→ **Set exercise 1**:
Set down the whole blog post on favorite horror stories below, word for word.

→ **Page text**:
════════════════════
Thursday, October 30, 2014

What Horrifies this Horror Scribe

It’s Halloween season again.  If you’re like me, I hope this means you’re taking this time to indulge in all your favorite horror stories, both on-screen and in print.  I thought I’d share my all-time favorite scary stories.  My criteria?  Not merely whether they kept me up for a night or two.  No, these are the tales that have haunted my dreams ever after, that have irrevocably altered the landscape of my imagination. For me, it's not the usual suspects -- it's not the vampires, werewolves, Frankensteins or zombies -- that do the trick.  From the all-too plausible (post-apocalypse scenarios) to the outre (extradimensional forces battling for the fate of mankind), I'm always fascinated with what new ways authors come up with to terrify and entertain us.   

The Road by Cormac McCarthy - One of my all-time favorite novels, period.  McCarthy is known for being a master stylist, and I found his prose in The Road to be a revelation.  It’s stark and fragmented, which perfectly reflects a stark, fragmented world.  The first time I read this book, I got about 15 pages in and had to set it aside for a day or so because it was so unrelentingly bleak.  A beautiful and devastating work, which also happens to include post-apocalyptic cannibal hordes.  Walking Dead, eat your heart out.  Ah, zombie humor.  That’s good stuff. 

"Feeders and Eaters" by Neil Gaiman - A short story from Gaiman's collection, Fragile Things.  I've long been of the opinion that Gaiman is at his best in the short story medium, and this tale sort of clinches it for me.  F&E is the tale of a man whose little old lady neighbor has a peculiar craving for raw meat.  The ending made me feel physically sick.  That, my friends, is some very effective horror.
════════════════════
→ **Information supplied**:
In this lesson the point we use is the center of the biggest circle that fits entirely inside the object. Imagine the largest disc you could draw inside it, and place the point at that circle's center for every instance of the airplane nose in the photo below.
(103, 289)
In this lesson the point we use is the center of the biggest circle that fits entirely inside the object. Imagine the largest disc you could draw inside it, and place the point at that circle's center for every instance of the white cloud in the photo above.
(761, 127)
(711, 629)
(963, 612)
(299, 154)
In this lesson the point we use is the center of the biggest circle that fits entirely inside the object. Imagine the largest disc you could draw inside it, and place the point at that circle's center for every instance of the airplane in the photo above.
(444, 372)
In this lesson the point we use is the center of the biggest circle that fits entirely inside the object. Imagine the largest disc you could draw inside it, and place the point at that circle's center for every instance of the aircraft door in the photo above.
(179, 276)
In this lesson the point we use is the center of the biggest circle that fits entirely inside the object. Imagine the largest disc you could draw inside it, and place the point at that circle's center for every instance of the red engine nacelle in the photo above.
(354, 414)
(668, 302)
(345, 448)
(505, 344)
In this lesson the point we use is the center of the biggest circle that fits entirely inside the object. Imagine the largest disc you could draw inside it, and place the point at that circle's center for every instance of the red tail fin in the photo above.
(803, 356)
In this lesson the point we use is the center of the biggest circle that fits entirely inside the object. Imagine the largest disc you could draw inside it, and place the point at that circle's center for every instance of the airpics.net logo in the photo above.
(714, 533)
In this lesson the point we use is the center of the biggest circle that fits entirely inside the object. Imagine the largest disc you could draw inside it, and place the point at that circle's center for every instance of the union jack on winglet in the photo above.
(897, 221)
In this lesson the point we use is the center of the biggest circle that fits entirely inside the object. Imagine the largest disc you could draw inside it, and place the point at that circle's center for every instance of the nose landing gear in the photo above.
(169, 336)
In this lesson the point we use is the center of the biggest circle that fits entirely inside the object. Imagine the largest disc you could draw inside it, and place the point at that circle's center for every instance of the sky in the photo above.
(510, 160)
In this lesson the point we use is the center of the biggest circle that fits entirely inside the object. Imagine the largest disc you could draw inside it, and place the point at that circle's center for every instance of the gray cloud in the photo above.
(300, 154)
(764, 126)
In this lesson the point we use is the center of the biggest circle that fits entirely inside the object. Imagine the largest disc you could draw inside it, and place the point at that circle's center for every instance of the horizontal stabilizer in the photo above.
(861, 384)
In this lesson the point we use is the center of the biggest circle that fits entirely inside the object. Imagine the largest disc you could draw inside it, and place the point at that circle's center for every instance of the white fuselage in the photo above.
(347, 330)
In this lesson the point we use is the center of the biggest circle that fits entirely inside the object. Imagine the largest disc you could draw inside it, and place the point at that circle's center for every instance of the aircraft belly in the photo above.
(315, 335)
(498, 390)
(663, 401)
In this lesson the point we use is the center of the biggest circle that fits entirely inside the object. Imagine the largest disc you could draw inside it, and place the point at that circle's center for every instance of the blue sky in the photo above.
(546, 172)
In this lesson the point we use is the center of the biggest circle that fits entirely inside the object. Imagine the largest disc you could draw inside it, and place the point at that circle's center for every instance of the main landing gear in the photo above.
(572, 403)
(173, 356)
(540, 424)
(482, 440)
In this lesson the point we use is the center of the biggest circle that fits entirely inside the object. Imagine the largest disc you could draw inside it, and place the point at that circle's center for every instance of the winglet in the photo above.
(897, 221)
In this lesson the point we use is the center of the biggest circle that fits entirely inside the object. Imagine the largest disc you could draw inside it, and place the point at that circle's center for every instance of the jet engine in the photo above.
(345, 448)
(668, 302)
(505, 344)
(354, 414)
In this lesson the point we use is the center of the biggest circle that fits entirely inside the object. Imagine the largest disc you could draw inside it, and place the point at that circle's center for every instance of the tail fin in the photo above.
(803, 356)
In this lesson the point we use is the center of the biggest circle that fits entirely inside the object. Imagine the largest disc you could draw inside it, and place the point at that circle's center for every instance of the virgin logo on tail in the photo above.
════════════════════
→ **Set exercise 2**:
Return each line of the rows above that contains the string "virgin". Case counts.

→ **Exercise output 1**:
Thursday, October 30, 2014

What Horrifies this Horror Scribe

It’s Halloween season again.  If you’re like me, I hope this means you’re taking this time to indulge in all your favorite horror stories, both on-screen and in print.  I thought I’d share my all-time favorite scary stories.  My criteria?  Not merely whether they kept me up for a night or two.  No, these are the tales that have haunted my dreams ever after, that have irrevocably altered the landscape of my imagination. For me, it's not the usual suspects -- it's not the vampires, werewolves, Frankensteins or zombies -- that do the trick.  From the all-too plausible (post-apocalypse scenarios) to the outre (extradimensional forces battling for the fate of mankind), I'm always fascinated with what new ways authors come up with to terrify and entertain us.   

The Road by Cormac McCarthy - One of my all-time favorite novels, period.  McCarthy is known for being a master stylist, and I found his prose in The Road to be a revelation.  It’s stark and fragmented, which perfectly reflects a stark, fragmented world.  The first time I read this book, I got about 15 pages in and had to set it aside for a day or so because it was so unrelentingly bleak.  A beautiful and devastating work, which also happens to include post-apocalyptic cannibal hordes.  Walking Dead, eat your heart out.  Ah, zombie humor.  That’s good stuff. 

"Feeders and Eaters" by Neil Gaiman - A short story from Gaiman's collection, Fragile Things.  I've long been of the opinion that Gaiman is at his best in the short story medium, and this tale sort of clinches it for me.  F&E is the tale of a man whose little old lady neighbor has a peculiar craving for raw meat.  The ending made me feel physically sick.  That, my friends, is some very effective horror.

→ **Exercise output 2**:
In this lesson the point we use is the center of the biggest circle that fits entirely inside the object. Imagine the largest disc you could draw inside it, and place the point at that circle's center for every instance of the virgin logo on tail in the photo above.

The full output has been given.